REQUIRED WORK – Every record should be written out exactly, please.

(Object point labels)
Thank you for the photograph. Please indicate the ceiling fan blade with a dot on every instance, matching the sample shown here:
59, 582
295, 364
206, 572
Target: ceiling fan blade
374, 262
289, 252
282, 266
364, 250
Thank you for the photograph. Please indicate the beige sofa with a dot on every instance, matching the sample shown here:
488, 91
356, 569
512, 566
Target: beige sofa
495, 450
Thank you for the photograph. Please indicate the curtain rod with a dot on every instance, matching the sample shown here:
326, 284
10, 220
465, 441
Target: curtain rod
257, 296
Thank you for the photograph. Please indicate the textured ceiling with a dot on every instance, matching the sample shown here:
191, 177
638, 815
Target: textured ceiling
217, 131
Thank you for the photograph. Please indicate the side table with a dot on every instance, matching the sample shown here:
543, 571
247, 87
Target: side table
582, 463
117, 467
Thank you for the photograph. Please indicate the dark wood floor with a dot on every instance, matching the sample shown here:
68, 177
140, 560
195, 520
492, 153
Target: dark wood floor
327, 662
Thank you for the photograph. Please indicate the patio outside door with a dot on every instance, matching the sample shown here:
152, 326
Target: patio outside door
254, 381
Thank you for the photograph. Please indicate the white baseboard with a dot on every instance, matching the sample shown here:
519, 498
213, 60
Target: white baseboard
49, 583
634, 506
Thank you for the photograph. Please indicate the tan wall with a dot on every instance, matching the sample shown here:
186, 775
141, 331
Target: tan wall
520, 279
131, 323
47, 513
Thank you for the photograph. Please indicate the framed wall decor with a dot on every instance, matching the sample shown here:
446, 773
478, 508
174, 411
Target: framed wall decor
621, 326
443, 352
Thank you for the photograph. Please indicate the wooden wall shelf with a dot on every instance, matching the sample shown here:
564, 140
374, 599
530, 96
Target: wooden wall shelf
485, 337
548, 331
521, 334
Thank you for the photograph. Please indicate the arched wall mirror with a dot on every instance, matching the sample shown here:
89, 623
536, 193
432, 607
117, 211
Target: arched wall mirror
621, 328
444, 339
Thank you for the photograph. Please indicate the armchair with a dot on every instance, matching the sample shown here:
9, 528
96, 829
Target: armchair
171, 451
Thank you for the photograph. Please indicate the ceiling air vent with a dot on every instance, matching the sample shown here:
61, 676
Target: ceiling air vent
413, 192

ANSWER TO THIS EXERCISE –
Thank you for the photograph. Please indicate the ceiling fan blade with a dot on every instance, matching the sample shown here:
59, 582
295, 364
206, 572
Target: ceiling fan blade
374, 262
289, 252
282, 266
364, 250
Thank you for the photograph. Please indicate the beige sofa with a dot on every instance, matching the sample shown here:
488, 91
356, 569
512, 566
Target: beige sofa
495, 450
Thank you for the photograph. Please indicate the curtain rod with a dot on every instance, matching the sample shown here:
326, 284
10, 220
465, 441
Target: curtain rod
257, 296
Thank you for the photograph. Please indicate the textured ceiling with a dot on every instance, matching the sample shown here:
191, 177
638, 815
Target: textured ceiling
217, 131
Thank you for the photograph. Please indicate the side table with a dot on every instance, matching the sample shown here:
543, 571
247, 87
Target: side table
582, 463
117, 467
Thank you for the photograph. Please indicate the dark wood floor with a dot on every instance, matching the sample shown here:
68, 177
140, 560
195, 520
492, 153
Target: dark wood floor
327, 662
Thank you for the photograph. Please indicate the patio outside door with a dot on every instance, matching the sample shown here:
152, 326
Target: patio outside door
254, 381
Thank you for the photograph. Please indicate the white baseboard with a dot on every instance, matching the sample shown here:
519, 498
213, 60
Target: white baseboard
49, 583
634, 506
Thank you for the photograph. Please indicate the tan wall with a dot on every instance, matching the sample shown here:
186, 775
141, 331
Target: tan wall
520, 279
131, 323
47, 513
Thank you for the photograph. Please indicate the framed wall decor with a dot on every instance, matching the sample shown here:
446, 773
478, 508
174, 411
Target: framed wall decor
621, 326
443, 352
Thank you for the photograph. Please indicate the wooden wall shelf with a dot on every instance, matching the sample shown here:
564, 140
374, 599
530, 96
Target: wooden wall shelf
485, 337
548, 331
521, 334
Thank you for the photograph. Please indicate the arched wall mirror with a dot on every instance, matching the sample shown here:
89, 623
536, 193
432, 607
117, 211
Target: arched wall mirror
621, 328
444, 339
Thank you for the photograph. Please indicate the armchair with a dot on every instance, matching the sample shown here:
9, 528
96, 829
Target: armchair
171, 451
Thank you for the photograph. Please indicate the ceiling air vent with a dot on every instance, matching the sample shown here:
61, 676
Target: ceiling air vent
413, 192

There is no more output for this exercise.